• _OBJECTIVE_
Make an exact copy of all the records.
=====
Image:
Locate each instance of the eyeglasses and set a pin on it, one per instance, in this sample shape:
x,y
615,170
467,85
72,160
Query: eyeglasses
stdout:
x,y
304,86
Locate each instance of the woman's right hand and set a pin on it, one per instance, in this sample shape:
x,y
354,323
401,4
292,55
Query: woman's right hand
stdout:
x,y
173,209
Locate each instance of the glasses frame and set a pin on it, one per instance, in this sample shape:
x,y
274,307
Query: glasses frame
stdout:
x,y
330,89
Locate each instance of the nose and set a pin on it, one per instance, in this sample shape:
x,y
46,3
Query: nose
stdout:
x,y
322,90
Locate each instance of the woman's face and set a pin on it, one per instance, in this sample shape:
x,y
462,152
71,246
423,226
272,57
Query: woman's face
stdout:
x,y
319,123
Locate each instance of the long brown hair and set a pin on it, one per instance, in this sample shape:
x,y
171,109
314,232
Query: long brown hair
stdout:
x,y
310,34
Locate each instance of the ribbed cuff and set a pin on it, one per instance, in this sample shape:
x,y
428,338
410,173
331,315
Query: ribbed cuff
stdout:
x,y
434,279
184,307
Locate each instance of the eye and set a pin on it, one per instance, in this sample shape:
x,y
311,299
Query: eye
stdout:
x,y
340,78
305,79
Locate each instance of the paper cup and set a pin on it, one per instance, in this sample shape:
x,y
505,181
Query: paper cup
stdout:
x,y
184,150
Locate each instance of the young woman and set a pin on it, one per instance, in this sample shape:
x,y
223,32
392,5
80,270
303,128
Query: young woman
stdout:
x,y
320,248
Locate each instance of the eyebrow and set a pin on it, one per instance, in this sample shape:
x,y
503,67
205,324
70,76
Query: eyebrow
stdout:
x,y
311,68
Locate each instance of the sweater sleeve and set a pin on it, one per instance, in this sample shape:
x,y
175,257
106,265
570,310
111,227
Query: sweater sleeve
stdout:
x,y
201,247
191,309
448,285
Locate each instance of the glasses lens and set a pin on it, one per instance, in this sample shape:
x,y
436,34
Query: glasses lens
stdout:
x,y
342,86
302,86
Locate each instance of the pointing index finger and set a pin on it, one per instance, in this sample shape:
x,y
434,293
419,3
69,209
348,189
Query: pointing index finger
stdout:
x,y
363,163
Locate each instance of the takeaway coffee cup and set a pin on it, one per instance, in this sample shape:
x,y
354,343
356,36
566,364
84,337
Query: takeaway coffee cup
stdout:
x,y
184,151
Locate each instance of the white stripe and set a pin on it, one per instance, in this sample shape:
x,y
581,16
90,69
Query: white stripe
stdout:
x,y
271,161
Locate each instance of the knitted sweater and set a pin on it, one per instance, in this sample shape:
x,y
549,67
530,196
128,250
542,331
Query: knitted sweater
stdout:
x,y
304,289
=====
• _OUTPUT OF THE EXERCISE_
Image:
Locate each instance of the eyeglasses and set a pin on it, one per instance, in this sample shape:
x,y
615,170
467,85
72,160
Query: eyeglasses
stdout:
x,y
304,86
Locate each instance of the woman's right hand and set a pin on it, one per instance, in this sample shape:
x,y
354,323
401,4
292,55
Query: woman's right hand
stdout:
x,y
173,209
Locate each instance of the glasses frame and set a pin on it, one per instance, in this sample shape:
x,y
274,307
Query: glasses frame
stdout:
x,y
330,89
Locate each instance of the nose and set a pin on it, one per instance, in this sample shape:
x,y
46,3
Query: nose
stdout:
x,y
322,90
Locate each instance of the woman's face and set a pin on it, one per instance, in this sample shape:
x,y
462,152
71,246
423,226
272,57
Query: woman's face
stdout:
x,y
319,123
Locate each instance of the long brown hair and set a pin on it, one per instance, in this sample shape:
x,y
171,109
314,232
Query: long brown hair
stdout:
x,y
310,34
Locate each instance of the ribbed cuff and set a pin on it, one per instance, in this sample shape:
x,y
428,338
410,173
331,315
Query: ribbed cuff
stdout:
x,y
434,279
184,307
Locate each instance of the eye and set a pin on it, one per instance, in this sample shape:
x,y
311,299
Query: eye
stdout:
x,y
340,78
305,79
Locate each instance of the paper cup and set a pin on it, one per instance, in this sample shape:
x,y
505,181
Query: paper cup
stdout:
x,y
184,150
Locate each instance of the young woman and set a pin on it, one per instance, in this sample shape:
x,y
223,32
392,5
80,270
303,128
Query: young woman
stdout:
x,y
320,248
Locate each instance of the eyebrow and set a pin on it, one per instance, in this sample shape:
x,y
503,67
205,324
70,76
Query: eyebrow
stdout:
x,y
311,68
Locate each instance of the sweater sleeve and set a pin on it, one per instance, in this sample shape:
x,y
175,257
106,265
570,310
111,227
Query: sweater sleeve
stdout:
x,y
201,247
191,309
448,285
Locate each instance of the glasses lens and set a pin on it, one per instance, in this sample shape:
x,y
436,34
Query: glasses lens
stdout:
x,y
342,86
302,86
Locate each instance of the pointing index finger and set a pin on it, one per instance, in this sample shape:
x,y
434,293
419,3
69,209
348,189
Query: pointing index finger
stdout:
x,y
363,163
Locate each instance of the takeaway coffee cup and set a pin on it, one per instance, in this sample shape:
x,y
354,343
356,36
566,364
84,337
Query: takeaway coffee cup
stdout:
x,y
184,151
Locate each instance of the white stripe and set a pin on it, one per instance, in this sample shape:
x,y
581,16
90,69
Query: white stripe
stdout:
x,y
271,161
Locate each instance of the knitted sweater and set a pin on it, one per instance, in this sample shape:
x,y
549,67
530,196
128,250
542,331
Query: knitted sweater
stdout:
x,y
304,289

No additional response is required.